*TASK ITEM*.
Please repeat the Afghanistan thread starting at the words "Hi everyone!" and stopping after "terrorism is eradicated.", and change "support" to "encouragement" throughout.

*TEXT FOR ANALYSIS*.
# TACP in Afghanistan



## The_Caper

Hello everyone.

Have been away from the forums for a while. I have been deployed to Afghanistan as part of a TACP(Tactical Air Control Party) since February
but should be home soon. Sometime in September. Then I will be right back in to posting again.

Just wanted to share a picture of the group. Not technically great as it was done with a p&s but I thought it would fit in the Photo Journalism thread?


----------



## stoney

Stay safe Caper


----------



## 250Gimp

Nice shot.  Thanks for doing what you do!


----------



## Doc Wiseman

Thanks and Stay Safe Caper.

Semper Fi

Doc


----------



## Antarctican

Hey, great to see you (and all those Canadian flags on your uniforms). As others have said, stay safe. And thanks for the update and post.


----------



## Senor Hound

Thank you for sharing.  Having a friend who did two tours to Afghanistan, I know that the place is a lot more dangerous than the news makes it out to be.  You are truly the unsung heroes of the current political turmoil in the world.

Thank you for doing the dirty work no one else wants to do.  The world has some issues, and you are at the forefront, putting yourself on the line to help many people over there in Afghanistan experience freedom for the first time.  That's very admirable, and I salute you.

*I'd hit the salute emoticon, but there isn't one...*


----------



## LaFoto

:salute: You mean this one, Señor?

Who are you then, Caper?


----------



## The_Caper

Hi everyone!

Thank you all for your kind words. It is nice to hear from you. I have said it before and I will say it again. It is people like you and your families that make what we do over here worth it. 

I thank you all very much for your support and we will do all we can to ensure the people here know freedom and that terrorism is eradicated. 



> Who are you then, Caper?



Hi Corrina.  

I am the one right in the middle kneeling down. Sometime ago I posted a picture of myself standing with the Stanley Cup here in Afghanistan. It's a slightly better picture  of me but I think I still broke the camera.


----------



## terri

I don't think you broke the camera, and I hope you get some more "down time" to post more!    

Nice shot of your group - you all stay safe.


----------

*Natural language region descriptions*.
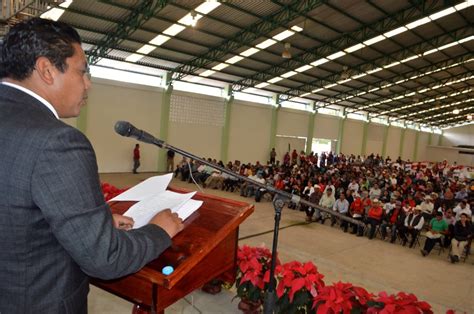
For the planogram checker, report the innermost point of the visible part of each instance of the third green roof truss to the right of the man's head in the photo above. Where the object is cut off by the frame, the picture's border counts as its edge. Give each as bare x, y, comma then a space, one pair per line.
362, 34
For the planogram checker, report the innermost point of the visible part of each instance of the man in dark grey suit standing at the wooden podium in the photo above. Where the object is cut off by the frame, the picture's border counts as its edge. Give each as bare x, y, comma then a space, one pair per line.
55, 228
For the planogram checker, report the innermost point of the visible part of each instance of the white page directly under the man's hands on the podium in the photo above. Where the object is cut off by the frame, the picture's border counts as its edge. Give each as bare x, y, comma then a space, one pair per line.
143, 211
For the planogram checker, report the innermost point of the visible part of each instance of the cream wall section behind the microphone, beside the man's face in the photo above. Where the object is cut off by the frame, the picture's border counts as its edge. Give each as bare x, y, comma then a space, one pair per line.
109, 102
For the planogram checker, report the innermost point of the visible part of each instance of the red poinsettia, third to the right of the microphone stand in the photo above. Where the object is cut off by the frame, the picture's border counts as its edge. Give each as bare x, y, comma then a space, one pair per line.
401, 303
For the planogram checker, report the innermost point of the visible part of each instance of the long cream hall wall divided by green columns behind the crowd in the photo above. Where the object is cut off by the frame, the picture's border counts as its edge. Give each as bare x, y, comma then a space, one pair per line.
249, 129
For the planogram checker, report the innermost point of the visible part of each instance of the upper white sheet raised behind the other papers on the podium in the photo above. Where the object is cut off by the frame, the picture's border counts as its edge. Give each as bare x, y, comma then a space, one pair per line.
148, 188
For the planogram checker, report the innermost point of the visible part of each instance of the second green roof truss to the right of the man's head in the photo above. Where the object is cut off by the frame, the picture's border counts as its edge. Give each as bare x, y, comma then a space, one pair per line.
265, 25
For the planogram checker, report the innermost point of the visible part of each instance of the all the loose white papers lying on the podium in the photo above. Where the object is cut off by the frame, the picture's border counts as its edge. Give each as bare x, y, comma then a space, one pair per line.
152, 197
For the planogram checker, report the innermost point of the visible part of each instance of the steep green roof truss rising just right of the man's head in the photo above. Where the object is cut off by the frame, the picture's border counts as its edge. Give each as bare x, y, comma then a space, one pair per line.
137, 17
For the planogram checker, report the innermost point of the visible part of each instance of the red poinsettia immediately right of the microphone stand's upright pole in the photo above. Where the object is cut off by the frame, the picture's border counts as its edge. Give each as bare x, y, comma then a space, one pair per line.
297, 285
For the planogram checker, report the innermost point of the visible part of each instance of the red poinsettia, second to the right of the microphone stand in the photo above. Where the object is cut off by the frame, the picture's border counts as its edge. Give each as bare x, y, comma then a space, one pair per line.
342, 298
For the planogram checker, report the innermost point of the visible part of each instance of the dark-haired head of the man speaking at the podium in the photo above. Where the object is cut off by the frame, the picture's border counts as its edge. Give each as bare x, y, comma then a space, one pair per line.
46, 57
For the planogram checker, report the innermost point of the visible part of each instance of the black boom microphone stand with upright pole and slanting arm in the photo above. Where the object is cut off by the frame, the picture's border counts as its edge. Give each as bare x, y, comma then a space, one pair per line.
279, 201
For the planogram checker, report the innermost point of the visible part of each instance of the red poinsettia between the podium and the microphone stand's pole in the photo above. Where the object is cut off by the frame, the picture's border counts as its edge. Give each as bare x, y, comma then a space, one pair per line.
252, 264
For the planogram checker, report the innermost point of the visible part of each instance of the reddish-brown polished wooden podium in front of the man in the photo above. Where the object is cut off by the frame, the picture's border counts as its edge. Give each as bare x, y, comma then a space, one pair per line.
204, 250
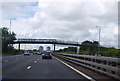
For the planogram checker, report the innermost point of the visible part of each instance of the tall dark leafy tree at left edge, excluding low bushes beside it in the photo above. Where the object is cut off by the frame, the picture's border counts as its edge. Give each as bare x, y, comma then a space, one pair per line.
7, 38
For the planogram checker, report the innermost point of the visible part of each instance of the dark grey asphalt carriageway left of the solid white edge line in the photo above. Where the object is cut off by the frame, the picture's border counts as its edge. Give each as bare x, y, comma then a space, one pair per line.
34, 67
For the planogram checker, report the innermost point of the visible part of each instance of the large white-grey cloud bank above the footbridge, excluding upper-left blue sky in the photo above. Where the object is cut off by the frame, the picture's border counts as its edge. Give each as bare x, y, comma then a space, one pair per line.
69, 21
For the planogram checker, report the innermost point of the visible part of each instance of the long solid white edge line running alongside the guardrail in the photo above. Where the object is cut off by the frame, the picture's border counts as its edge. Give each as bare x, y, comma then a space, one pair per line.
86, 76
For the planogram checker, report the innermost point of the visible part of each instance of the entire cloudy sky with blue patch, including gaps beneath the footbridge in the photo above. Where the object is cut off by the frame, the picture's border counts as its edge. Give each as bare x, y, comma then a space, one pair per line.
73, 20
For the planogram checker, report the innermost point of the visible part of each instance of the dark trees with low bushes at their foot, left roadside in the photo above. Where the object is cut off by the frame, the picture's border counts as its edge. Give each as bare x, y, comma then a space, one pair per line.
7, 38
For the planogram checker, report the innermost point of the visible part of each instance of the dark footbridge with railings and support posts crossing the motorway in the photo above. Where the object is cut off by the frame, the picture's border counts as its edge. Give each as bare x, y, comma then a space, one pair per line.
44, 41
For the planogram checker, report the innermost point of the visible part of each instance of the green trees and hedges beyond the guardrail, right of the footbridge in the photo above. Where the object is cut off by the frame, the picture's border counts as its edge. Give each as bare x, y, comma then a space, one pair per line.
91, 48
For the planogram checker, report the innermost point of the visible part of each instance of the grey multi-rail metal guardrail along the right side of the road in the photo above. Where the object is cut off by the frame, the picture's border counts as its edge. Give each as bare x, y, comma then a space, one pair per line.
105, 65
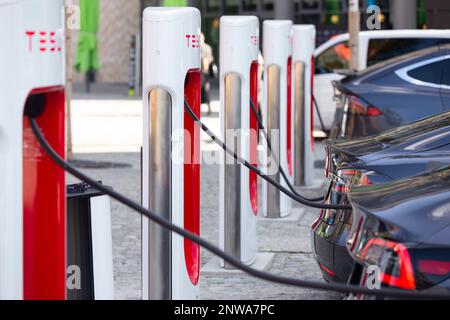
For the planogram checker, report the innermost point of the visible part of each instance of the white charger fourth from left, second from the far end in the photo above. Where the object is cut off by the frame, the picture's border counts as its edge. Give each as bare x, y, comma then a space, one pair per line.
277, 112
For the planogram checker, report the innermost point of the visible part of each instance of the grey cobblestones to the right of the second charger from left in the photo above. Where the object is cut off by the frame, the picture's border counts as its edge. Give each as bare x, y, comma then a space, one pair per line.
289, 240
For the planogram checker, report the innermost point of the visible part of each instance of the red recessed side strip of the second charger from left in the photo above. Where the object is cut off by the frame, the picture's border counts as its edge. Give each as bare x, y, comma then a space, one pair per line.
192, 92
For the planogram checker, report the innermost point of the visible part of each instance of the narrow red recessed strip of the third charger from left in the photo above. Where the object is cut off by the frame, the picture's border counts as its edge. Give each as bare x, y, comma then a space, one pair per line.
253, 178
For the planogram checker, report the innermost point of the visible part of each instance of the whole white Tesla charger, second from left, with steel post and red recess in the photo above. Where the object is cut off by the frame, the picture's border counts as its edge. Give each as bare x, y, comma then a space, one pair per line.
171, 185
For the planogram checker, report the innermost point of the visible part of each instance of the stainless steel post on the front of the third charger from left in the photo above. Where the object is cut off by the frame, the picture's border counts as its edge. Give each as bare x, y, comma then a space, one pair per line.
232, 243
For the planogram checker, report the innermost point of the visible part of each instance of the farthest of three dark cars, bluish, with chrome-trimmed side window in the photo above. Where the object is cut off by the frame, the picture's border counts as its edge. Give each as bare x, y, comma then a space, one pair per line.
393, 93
==
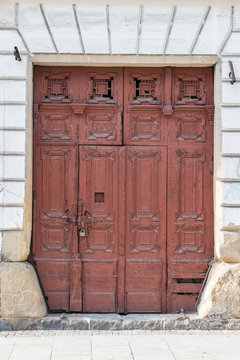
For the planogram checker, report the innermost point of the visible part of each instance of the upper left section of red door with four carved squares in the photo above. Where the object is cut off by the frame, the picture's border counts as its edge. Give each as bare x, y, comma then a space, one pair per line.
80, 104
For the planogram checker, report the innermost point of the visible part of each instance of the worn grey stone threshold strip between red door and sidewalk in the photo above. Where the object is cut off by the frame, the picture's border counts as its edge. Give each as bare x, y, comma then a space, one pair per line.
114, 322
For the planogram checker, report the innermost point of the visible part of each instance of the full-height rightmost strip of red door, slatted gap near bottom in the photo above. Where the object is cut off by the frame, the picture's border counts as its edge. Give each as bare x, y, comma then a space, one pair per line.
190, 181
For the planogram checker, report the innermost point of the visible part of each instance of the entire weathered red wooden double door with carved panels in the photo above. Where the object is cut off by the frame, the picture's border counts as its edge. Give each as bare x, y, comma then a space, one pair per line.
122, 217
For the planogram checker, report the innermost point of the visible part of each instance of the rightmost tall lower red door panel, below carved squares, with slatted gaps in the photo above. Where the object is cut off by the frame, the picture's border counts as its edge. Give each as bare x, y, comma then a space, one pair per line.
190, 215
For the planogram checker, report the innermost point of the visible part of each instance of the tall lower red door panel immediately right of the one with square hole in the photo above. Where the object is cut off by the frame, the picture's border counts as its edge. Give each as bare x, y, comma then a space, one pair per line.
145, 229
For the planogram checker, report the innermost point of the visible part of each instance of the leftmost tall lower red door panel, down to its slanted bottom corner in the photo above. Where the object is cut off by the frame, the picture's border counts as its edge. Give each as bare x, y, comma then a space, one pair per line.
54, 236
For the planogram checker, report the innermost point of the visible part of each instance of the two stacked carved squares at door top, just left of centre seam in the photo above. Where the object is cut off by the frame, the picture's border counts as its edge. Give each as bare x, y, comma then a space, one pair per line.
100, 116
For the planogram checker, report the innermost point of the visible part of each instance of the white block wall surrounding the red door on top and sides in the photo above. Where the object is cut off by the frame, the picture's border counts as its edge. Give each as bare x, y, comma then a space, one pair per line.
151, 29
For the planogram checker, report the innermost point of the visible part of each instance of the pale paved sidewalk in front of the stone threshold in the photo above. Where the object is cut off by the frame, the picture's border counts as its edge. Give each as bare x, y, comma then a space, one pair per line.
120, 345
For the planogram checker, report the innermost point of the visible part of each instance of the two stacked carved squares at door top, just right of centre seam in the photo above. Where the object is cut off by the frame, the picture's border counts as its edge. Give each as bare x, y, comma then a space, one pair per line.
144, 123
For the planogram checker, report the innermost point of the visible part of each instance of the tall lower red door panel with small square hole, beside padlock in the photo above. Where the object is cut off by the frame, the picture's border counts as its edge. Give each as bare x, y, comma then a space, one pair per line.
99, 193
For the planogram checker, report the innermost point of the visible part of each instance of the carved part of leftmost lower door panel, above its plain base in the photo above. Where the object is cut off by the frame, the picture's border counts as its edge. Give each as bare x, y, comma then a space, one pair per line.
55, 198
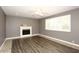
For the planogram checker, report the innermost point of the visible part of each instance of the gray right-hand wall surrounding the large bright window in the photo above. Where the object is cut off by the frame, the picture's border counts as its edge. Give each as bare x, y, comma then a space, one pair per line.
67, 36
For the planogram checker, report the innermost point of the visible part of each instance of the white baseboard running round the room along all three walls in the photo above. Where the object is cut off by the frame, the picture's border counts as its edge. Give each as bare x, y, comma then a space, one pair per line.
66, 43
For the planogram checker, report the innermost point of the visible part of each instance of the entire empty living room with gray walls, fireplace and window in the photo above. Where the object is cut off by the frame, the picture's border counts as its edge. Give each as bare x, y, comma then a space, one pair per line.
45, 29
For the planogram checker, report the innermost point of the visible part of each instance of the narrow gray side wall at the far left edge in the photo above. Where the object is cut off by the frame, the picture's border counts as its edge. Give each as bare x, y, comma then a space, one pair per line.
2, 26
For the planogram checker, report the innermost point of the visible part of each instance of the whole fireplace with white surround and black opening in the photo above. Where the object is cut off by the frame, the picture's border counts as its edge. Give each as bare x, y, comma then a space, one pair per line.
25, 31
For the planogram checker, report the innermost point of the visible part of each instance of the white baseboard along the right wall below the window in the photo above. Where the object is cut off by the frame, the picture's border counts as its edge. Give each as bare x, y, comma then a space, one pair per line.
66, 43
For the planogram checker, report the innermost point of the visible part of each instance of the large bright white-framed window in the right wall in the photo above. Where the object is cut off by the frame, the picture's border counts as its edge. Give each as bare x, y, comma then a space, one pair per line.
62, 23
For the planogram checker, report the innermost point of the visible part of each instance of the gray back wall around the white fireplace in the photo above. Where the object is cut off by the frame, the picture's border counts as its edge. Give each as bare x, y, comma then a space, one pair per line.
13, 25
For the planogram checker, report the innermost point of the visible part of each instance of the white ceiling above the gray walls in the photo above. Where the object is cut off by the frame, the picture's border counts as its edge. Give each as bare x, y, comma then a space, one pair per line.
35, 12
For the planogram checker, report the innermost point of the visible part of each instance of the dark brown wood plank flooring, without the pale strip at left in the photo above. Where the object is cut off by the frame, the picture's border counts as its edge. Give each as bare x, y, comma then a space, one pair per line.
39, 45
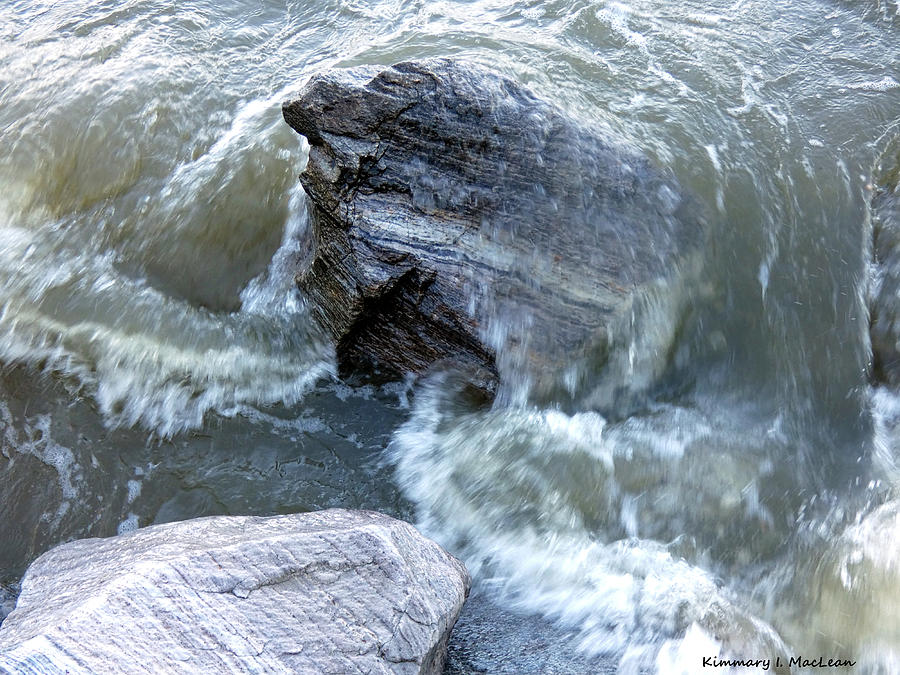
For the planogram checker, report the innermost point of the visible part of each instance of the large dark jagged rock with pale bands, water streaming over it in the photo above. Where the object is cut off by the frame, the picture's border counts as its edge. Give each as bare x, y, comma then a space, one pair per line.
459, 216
---
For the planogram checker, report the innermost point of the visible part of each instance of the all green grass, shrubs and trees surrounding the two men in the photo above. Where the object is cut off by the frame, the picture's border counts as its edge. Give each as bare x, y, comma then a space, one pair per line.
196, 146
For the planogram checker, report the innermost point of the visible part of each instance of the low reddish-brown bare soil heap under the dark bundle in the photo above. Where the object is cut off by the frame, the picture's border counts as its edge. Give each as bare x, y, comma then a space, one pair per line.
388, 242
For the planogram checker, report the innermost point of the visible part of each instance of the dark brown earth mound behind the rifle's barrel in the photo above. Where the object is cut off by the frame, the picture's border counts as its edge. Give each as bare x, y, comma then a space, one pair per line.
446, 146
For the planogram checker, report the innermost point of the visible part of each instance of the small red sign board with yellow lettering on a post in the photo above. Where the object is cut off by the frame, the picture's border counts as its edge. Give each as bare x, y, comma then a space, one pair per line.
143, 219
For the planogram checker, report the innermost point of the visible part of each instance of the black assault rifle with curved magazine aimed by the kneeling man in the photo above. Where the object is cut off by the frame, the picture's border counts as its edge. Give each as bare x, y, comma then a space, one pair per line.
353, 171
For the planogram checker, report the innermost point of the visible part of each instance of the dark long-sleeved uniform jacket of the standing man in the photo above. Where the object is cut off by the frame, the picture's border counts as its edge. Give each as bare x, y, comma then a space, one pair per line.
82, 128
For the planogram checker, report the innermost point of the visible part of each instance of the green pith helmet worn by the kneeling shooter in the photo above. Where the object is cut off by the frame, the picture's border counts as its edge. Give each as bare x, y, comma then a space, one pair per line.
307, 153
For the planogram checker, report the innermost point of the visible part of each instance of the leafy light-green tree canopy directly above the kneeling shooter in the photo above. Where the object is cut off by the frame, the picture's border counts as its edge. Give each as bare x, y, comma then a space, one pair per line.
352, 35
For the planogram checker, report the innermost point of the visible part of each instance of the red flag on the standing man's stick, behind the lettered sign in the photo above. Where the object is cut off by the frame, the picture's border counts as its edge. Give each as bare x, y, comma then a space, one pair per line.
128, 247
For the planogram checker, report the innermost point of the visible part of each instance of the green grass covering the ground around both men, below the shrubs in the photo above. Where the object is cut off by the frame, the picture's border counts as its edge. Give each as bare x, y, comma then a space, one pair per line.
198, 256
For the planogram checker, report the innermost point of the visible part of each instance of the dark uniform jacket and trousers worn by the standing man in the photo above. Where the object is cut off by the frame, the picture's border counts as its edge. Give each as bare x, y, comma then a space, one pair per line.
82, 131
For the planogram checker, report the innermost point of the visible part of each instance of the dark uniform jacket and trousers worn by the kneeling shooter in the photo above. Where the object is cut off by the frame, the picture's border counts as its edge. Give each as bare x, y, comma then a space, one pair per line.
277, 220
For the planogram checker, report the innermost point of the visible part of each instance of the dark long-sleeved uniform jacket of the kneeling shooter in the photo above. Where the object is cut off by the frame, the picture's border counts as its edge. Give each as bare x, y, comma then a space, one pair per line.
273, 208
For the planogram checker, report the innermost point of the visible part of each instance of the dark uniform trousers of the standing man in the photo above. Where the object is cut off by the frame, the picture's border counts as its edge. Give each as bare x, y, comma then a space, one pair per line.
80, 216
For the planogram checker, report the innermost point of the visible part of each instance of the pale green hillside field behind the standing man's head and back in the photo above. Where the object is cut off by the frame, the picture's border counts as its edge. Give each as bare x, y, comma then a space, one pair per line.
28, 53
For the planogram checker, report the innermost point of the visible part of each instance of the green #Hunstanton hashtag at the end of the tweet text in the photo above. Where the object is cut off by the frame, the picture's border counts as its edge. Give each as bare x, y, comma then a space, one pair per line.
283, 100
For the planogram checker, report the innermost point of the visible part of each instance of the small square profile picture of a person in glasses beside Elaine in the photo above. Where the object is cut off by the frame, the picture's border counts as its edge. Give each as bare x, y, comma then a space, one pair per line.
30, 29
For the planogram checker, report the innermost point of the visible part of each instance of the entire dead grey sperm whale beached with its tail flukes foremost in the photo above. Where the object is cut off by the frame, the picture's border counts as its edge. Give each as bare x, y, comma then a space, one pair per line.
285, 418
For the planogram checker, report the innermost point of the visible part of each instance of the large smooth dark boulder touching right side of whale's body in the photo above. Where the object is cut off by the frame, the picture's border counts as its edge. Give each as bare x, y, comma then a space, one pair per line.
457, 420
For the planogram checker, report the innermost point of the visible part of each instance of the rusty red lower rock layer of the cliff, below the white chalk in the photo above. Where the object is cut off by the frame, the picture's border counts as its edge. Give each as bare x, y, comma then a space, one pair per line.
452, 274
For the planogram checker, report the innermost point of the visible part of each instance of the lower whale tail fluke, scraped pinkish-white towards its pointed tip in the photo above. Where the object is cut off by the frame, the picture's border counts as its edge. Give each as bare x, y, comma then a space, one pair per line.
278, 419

*ANSWER SPACE*.
Hi everyone!

Thank you all for your kind words. It is nice to hear from you. I have said it before and I will say it again. It is people like you and your families that make what we do over here worth it. 

I thank you all very much for your encouragement and we will do all we can to ensure the people here know freedom and that terrorism is eradicated.